→ **WORK REQUEST**: Would you print the data below exactly, leaving out every picture?

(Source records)
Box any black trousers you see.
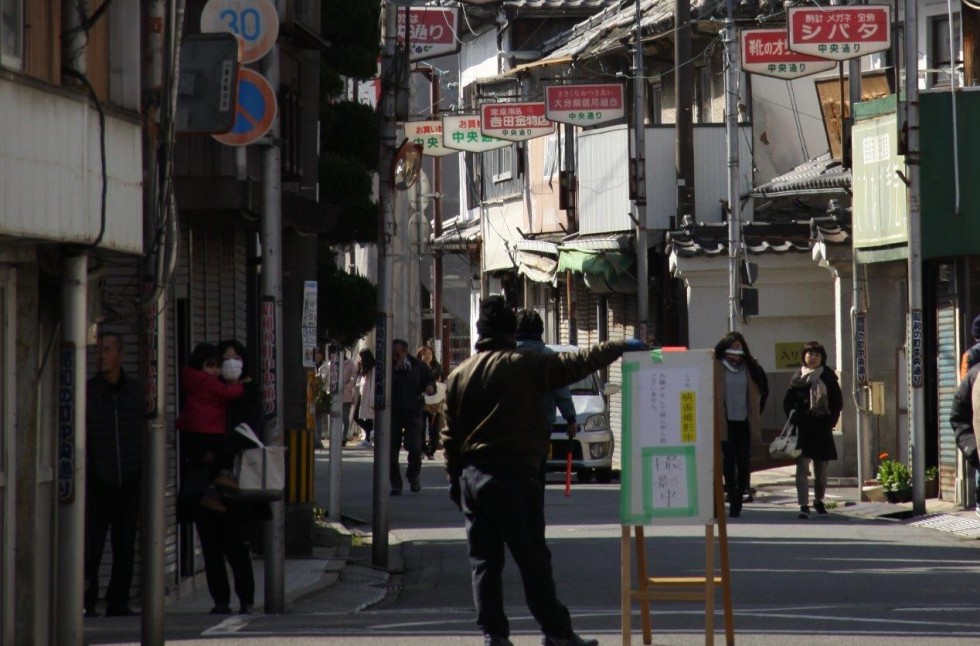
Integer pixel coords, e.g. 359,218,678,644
84,481,140,611
389,413,424,491
194,508,255,608
722,420,751,510
460,463,574,640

→ **TASK OUTPUT**:
Box any black trousers you see.
Integer pixel coords, e.g. 359,218,678,644
84,481,140,611
389,413,424,491
194,508,255,608
722,420,751,510
460,463,574,640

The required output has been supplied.